== Task goal ==
Leave out the pictures. Return every record otherwise untouched.
= = = =
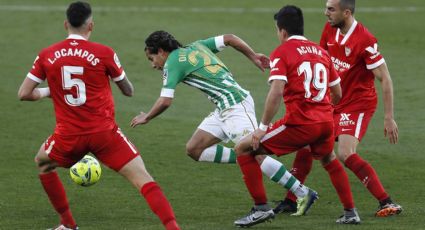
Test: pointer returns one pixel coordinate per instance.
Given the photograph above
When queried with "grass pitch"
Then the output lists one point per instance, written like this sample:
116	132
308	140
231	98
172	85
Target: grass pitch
204	196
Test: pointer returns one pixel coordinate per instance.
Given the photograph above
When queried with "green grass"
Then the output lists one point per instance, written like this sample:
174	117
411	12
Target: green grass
204	196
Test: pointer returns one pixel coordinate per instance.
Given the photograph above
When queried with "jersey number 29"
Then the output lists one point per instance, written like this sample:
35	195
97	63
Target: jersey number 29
= = = =
== Output below ==
Test: pointer returns one pixel coordinate per instance.
Given the photograph above
When queried with "grass pitch"
Then the output lists one point per instance, written like this sample:
116	132
308	140
231	98
172	85
Target: grass pitch
204	196
Test: pointer returns one pixel coordinate per instance.
Given the photograph above
When queried with "green grass"
Then the output lists one point per instance, written like this sample:
174	117
411	12
Target: green grass
204	196
Test: pointer returns one pixel coordinate per instance.
Given the photograph above
When queried with "jersey number 29"
Then the output lists one point per instance, written like this sample:
35	195
97	63
Target: jersey number 29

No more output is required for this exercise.